[Your instructions]:
Convert everything from the row containing "Locate every instance of the dock" down to the end of the rows into a numbered list, leaving out any blank lines.

>> start Given records

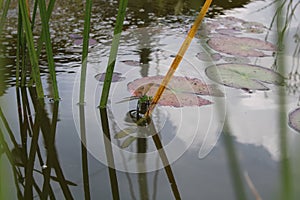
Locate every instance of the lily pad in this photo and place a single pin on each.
(115, 78)
(181, 91)
(294, 119)
(240, 46)
(243, 76)
(133, 63)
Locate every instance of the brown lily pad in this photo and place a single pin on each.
(240, 46)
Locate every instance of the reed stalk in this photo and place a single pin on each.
(113, 53)
(4, 14)
(31, 49)
(85, 47)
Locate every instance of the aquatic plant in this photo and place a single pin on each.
(179, 56)
(240, 46)
(116, 77)
(181, 91)
(113, 53)
(294, 119)
(85, 46)
(244, 76)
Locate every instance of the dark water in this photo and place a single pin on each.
(70, 163)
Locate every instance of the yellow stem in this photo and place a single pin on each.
(178, 57)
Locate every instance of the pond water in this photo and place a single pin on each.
(69, 159)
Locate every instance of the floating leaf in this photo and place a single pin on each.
(181, 91)
(294, 119)
(133, 63)
(115, 78)
(128, 141)
(240, 46)
(207, 58)
(125, 132)
(243, 76)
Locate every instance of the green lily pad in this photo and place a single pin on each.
(240, 46)
(294, 119)
(243, 76)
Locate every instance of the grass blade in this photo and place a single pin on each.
(31, 49)
(179, 56)
(4, 14)
(85, 47)
(113, 53)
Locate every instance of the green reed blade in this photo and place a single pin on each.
(113, 53)
(4, 14)
(49, 12)
(48, 44)
(31, 50)
(85, 48)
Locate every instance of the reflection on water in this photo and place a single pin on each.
(47, 155)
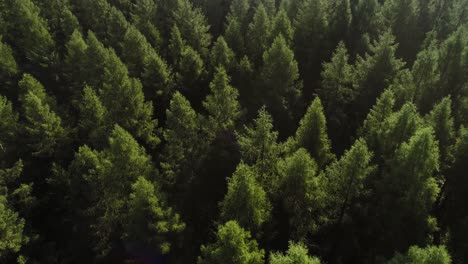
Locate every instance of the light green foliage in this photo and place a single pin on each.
(182, 141)
(246, 201)
(42, 125)
(30, 32)
(12, 233)
(92, 115)
(346, 177)
(259, 147)
(236, 25)
(8, 124)
(301, 191)
(428, 255)
(150, 221)
(258, 35)
(440, 118)
(282, 25)
(297, 254)
(8, 66)
(222, 55)
(108, 176)
(233, 245)
(193, 26)
(312, 134)
(222, 105)
(376, 71)
(280, 77)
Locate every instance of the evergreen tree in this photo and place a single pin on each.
(430, 254)
(281, 86)
(246, 201)
(297, 254)
(222, 105)
(222, 55)
(233, 246)
(150, 222)
(281, 25)
(301, 192)
(42, 125)
(258, 146)
(346, 177)
(259, 33)
(193, 26)
(312, 134)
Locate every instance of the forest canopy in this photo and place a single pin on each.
(234, 131)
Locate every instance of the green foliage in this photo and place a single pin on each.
(259, 34)
(259, 147)
(42, 125)
(428, 255)
(149, 221)
(301, 191)
(312, 134)
(297, 254)
(346, 178)
(222, 105)
(233, 246)
(279, 75)
(245, 201)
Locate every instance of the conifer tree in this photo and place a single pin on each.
(150, 222)
(233, 245)
(301, 193)
(222, 55)
(312, 134)
(259, 34)
(259, 147)
(222, 105)
(280, 82)
(245, 201)
(42, 125)
(297, 254)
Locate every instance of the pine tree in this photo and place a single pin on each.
(312, 134)
(245, 202)
(430, 254)
(280, 82)
(183, 145)
(29, 32)
(42, 125)
(259, 147)
(376, 71)
(297, 254)
(346, 177)
(281, 25)
(150, 222)
(92, 120)
(259, 34)
(193, 26)
(222, 55)
(301, 193)
(233, 246)
(222, 105)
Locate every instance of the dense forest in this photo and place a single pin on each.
(234, 131)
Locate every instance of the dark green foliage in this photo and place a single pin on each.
(233, 245)
(139, 130)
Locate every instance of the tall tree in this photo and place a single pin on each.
(222, 105)
(245, 202)
(258, 146)
(42, 125)
(297, 254)
(233, 245)
(301, 193)
(312, 134)
(280, 82)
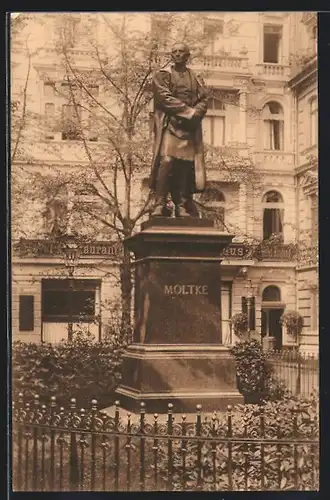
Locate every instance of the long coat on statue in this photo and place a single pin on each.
(168, 108)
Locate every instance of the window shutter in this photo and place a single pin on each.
(26, 313)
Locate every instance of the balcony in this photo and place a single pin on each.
(308, 256)
(274, 160)
(274, 71)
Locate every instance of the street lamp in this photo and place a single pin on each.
(70, 249)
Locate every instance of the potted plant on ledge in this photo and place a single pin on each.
(240, 325)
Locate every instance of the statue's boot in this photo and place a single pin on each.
(180, 193)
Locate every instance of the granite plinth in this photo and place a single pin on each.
(182, 375)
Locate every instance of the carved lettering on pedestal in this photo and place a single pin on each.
(186, 289)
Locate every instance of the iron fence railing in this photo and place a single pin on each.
(57, 449)
(298, 371)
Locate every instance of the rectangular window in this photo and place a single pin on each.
(212, 29)
(26, 313)
(272, 43)
(226, 298)
(313, 122)
(70, 122)
(49, 120)
(49, 89)
(214, 130)
(272, 222)
(274, 135)
(92, 129)
(252, 313)
(68, 301)
(314, 220)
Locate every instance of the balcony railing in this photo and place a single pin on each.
(220, 61)
(308, 256)
(274, 70)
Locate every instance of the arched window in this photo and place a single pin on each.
(213, 204)
(273, 124)
(271, 294)
(313, 121)
(273, 214)
(56, 212)
(214, 123)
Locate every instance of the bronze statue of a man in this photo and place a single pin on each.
(178, 167)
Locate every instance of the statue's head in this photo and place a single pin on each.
(180, 53)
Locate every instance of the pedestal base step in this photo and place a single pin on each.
(183, 402)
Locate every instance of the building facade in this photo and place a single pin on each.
(261, 171)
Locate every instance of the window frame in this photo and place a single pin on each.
(277, 31)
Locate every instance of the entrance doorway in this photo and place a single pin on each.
(271, 325)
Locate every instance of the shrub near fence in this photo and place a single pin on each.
(298, 371)
(268, 447)
(82, 367)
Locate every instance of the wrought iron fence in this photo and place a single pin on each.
(298, 371)
(88, 450)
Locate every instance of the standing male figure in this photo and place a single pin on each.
(178, 162)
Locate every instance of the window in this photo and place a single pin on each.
(272, 43)
(212, 29)
(273, 123)
(70, 122)
(314, 220)
(70, 29)
(50, 120)
(62, 304)
(92, 129)
(69, 302)
(250, 311)
(273, 214)
(214, 123)
(271, 294)
(26, 313)
(226, 300)
(49, 89)
(313, 121)
(56, 213)
(160, 30)
(213, 202)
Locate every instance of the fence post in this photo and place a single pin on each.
(35, 445)
(230, 435)
(199, 446)
(18, 471)
(295, 450)
(93, 443)
(155, 450)
(298, 390)
(116, 450)
(73, 460)
(52, 443)
(142, 444)
(169, 447)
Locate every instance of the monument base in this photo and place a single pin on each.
(184, 375)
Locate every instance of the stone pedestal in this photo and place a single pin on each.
(177, 355)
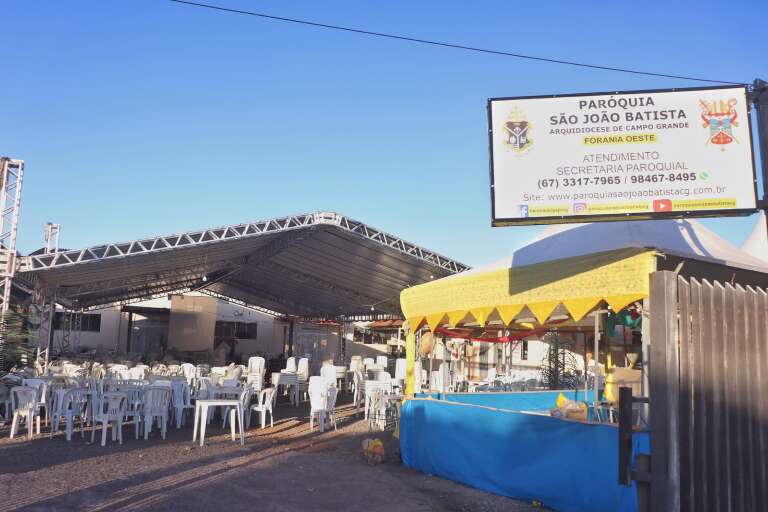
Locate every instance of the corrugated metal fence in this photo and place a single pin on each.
(709, 392)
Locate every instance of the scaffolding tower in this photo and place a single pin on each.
(11, 176)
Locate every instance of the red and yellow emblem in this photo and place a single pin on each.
(719, 117)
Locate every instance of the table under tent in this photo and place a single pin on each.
(565, 278)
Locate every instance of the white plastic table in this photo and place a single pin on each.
(201, 415)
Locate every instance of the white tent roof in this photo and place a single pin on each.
(684, 238)
(757, 242)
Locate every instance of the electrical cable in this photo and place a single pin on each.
(448, 45)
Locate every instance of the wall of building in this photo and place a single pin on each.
(191, 323)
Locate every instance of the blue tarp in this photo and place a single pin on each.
(567, 465)
(515, 401)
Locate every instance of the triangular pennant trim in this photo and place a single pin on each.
(578, 308)
(542, 310)
(508, 313)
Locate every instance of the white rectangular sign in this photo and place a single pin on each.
(625, 155)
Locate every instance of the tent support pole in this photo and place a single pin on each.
(596, 357)
(410, 358)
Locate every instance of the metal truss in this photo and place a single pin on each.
(142, 294)
(242, 303)
(238, 231)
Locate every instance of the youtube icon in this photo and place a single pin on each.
(662, 205)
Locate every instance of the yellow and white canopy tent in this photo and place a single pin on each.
(569, 270)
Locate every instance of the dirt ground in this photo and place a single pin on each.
(284, 468)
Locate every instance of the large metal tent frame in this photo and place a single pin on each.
(315, 265)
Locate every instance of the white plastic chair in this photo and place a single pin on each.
(400, 371)
(302, 373)
(418, 377)
(134, 396)
(245, 405)
(42, 399)
(72, 405)
(358, 389)
(137, 373)
(203, 390)
(256, 371)
(110, 411)
(24, 404)
(256, 364)
(189, 371)
(328, 373)
(318, 402)
(156, 403)
(264, 405)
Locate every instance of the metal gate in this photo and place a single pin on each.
(708, 390)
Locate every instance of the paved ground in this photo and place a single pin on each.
(284, 468)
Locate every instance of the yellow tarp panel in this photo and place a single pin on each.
(580, 283)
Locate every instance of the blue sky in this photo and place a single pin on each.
(145, 117)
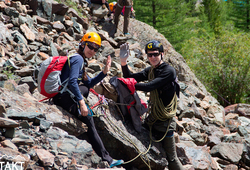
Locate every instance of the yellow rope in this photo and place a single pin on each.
(119, 131)
(157, 109)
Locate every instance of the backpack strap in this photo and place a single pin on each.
(64, 84)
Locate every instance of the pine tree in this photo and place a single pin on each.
(168, 17)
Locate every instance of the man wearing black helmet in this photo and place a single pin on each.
(163, 90)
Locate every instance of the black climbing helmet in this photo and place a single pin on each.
(153, 45)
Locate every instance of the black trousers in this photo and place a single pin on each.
(67, 103)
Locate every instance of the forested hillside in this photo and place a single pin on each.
(213, 37)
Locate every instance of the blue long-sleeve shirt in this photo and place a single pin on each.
(75, 74)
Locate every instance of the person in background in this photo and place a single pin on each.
(112, 6)
(75, 72)
(118, 10)
(164, 89)
(132, 14)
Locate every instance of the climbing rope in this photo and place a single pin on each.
(100, 103)
(157, 110)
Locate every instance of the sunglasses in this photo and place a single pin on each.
(153, 54)
(92, 48)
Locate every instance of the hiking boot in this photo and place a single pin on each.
(116, 163)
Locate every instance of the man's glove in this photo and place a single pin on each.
(124, 52)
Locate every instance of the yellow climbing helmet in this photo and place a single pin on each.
(91, 37)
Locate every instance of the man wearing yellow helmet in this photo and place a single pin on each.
(76, 74)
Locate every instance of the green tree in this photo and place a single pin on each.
(215, 12)
(169, 17)
(240, 13)
(222, 64)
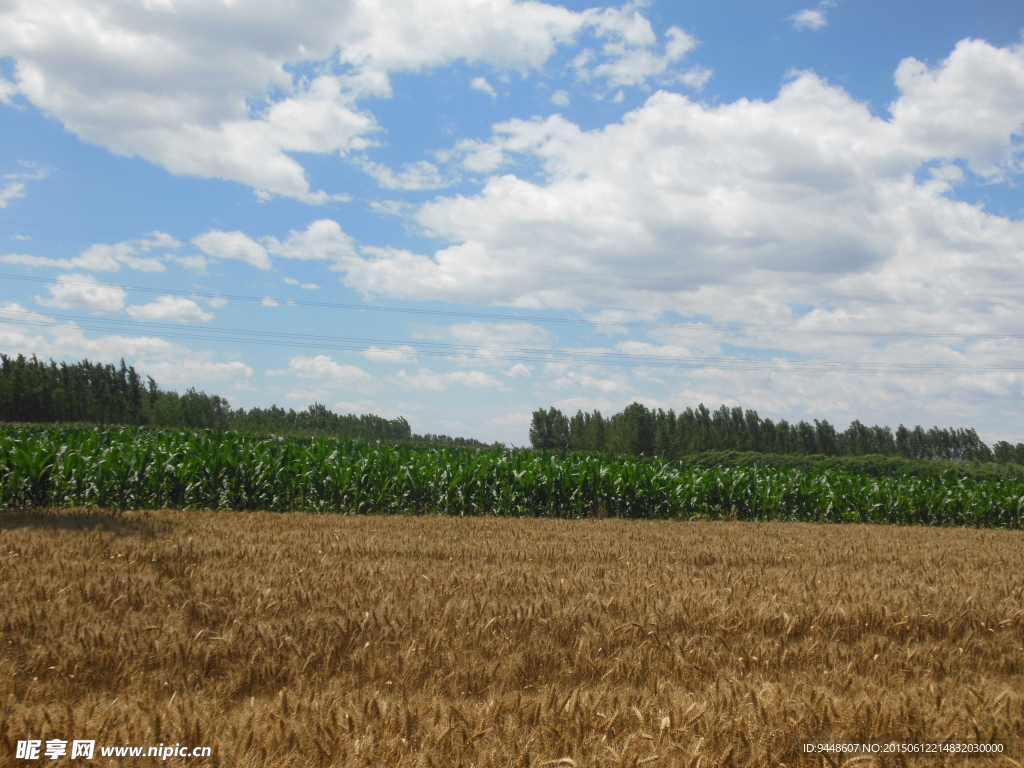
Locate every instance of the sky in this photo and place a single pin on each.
(460, 211)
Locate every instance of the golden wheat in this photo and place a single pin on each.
(304, 640)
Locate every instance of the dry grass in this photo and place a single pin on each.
(302, 640)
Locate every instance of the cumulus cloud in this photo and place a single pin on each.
(481, 84)
(419, 175)
(26, 332)
(401, 353)
(84, 292)
(194, 370)
(235, 245)
(213, 90)
(329, 375)
(425, 380)
(108, 257)
(324, 240)
(169, 308)
(683, 195)
(810, 18)
(11, 190)
(304, 286)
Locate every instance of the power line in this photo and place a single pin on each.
(516, 317)
(445, 349)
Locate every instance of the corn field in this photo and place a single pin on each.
(133, 468)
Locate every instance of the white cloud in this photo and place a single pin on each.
(425, 380)
(169, 308)
(512, 420)
(107, 257)
(324, 240)
(235, 245)
(196, 372)
(330, 375)
(401, 353)
(695, 77)
(210, 90)
(304, 286)
(419, 175)
(809, 183)
(481, 84)
(632, 61)
(806, 213)
(49, 338)
(519, 371)
(390, 207)
(12, 190)
(809, 18)
(83, 292)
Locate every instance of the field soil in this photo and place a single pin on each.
(328, 640)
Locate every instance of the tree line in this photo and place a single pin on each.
(34, 391)
(639, 430)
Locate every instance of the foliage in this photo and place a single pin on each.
(640, 431)
(151, 469)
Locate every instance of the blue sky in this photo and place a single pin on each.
(463, 210)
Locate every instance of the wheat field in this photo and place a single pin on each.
(328, 640)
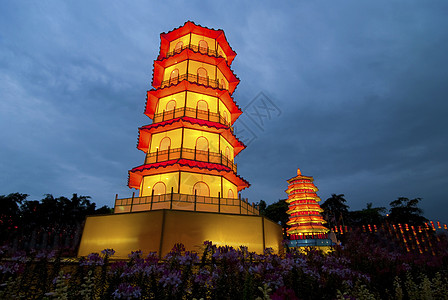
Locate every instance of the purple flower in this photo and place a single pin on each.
(46, 255)
(93, 259)
(189, 258)
(152, 258)
(108, 252)
(127, 291)
(135, 254)
(171, 279)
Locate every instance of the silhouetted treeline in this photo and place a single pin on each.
(336, 212)
(49, 223)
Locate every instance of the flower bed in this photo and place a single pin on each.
(360, 270)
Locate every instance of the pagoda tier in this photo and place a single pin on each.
(190, 34)
(305, 220)
(222, 132)
(219, 75)
(185, 86)
(190, 146)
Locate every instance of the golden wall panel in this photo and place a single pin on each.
(155, 230)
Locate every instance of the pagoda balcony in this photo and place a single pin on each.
(192, 113)
(206, 81)
(187, 202)
(194, 48)
(191, 154)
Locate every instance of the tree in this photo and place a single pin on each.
(10, 213)
(406, 211)
(277, 212)
(335, 210)
(262, 207)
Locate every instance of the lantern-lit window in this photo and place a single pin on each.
(202, 73)
(171, 105)
(203, 46)
(201, 189)
(202, 105)
(228, 153)
(159, 188)
(174, 76)
(178, 47)
(202, 143)
(165, 143)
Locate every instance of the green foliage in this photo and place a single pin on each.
(335, 210)
(277, 212)
(19, 217)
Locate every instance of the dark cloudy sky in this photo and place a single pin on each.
(360, 91)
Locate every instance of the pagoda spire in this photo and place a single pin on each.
(305, 221)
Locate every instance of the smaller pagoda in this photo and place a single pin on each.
(305, 221)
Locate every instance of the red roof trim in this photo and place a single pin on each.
(191, 27)
(153, 97)
(226, 133)
(135, 175)
(160, 65)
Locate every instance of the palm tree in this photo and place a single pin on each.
(335, 209)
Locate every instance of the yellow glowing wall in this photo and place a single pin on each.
(193, 98)
(174, 135)
(184, 39)
(179, 98)
(220, 77)
(171, 180)
(188, 180)
(182, 67)
(221, 52)
(159, 231)
(191, 135)
(196, 38)
(224, 144)
(189, 141)
(195, 41)
(193, 67)
(226, 186)
(191, 102)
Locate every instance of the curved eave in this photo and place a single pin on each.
(153, 97)
(307, 229)
(305, 207)
(186, 165)
(300, 177)
(302, 196)
(306, 219)
(145, 132)
(161, 65)
(191, 27)
(300, 186)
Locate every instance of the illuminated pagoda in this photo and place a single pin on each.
(188, 184)
(305, 221)
(190, 146)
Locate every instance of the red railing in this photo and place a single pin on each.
(186, 202)
(195, 48)
(207, 81)
(192, 154)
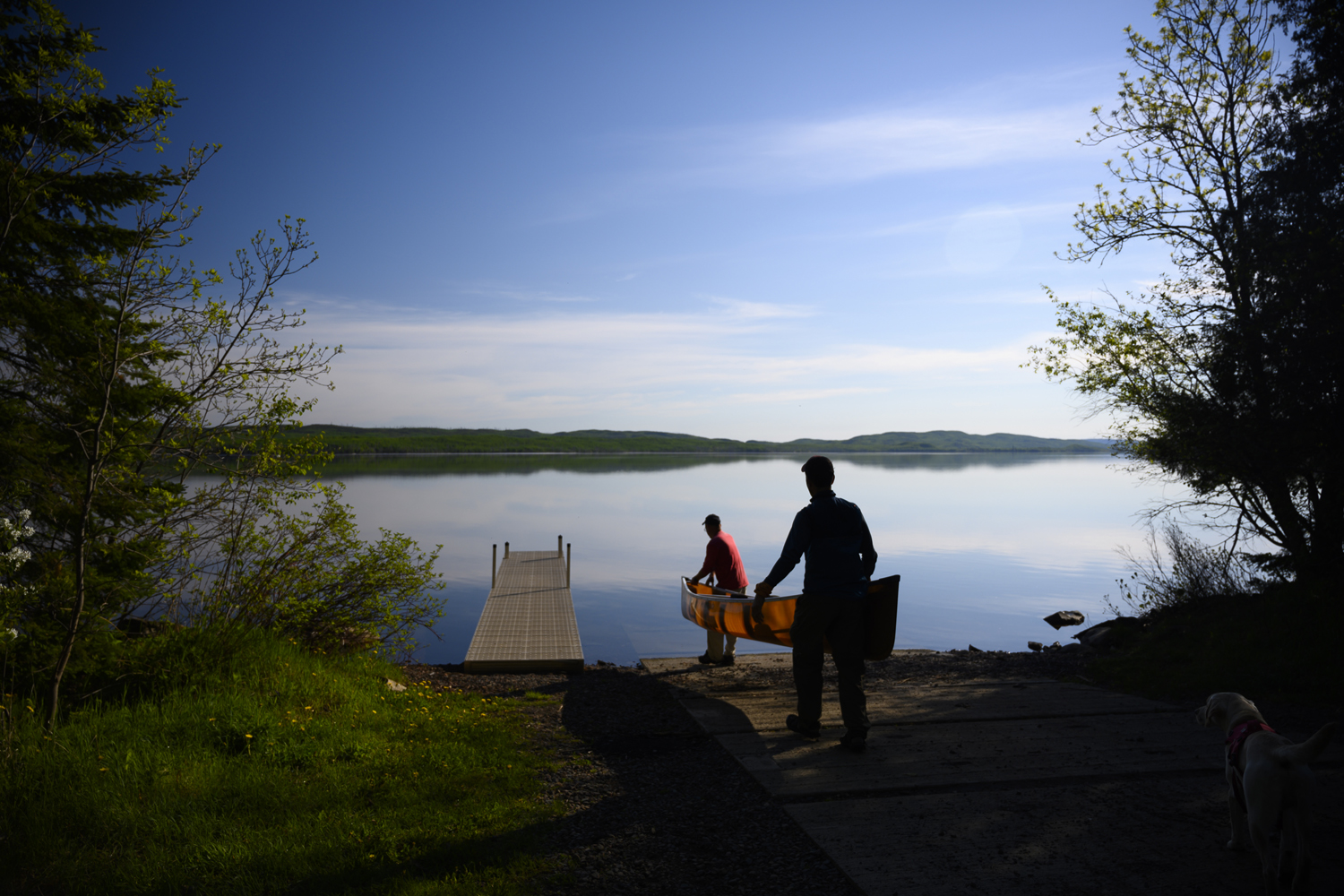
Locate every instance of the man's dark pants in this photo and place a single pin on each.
(840, 619)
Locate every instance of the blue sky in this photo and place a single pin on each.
(734, 220)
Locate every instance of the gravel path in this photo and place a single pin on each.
(656, 806)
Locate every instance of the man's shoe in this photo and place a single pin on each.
(796, 726)
(855, 740)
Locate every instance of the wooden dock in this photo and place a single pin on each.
(529, 621)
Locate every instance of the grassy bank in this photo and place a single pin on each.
(276, 770)
(349, 440)
(1281, 645)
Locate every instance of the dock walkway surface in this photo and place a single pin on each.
(527, 624)
(1029, 786)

>> end Given records

[Full answer]:
1. Locate every instance of the dock walkway surface in this photo and place a single pin on each.
2. (527, 624)
3. (1029, 786)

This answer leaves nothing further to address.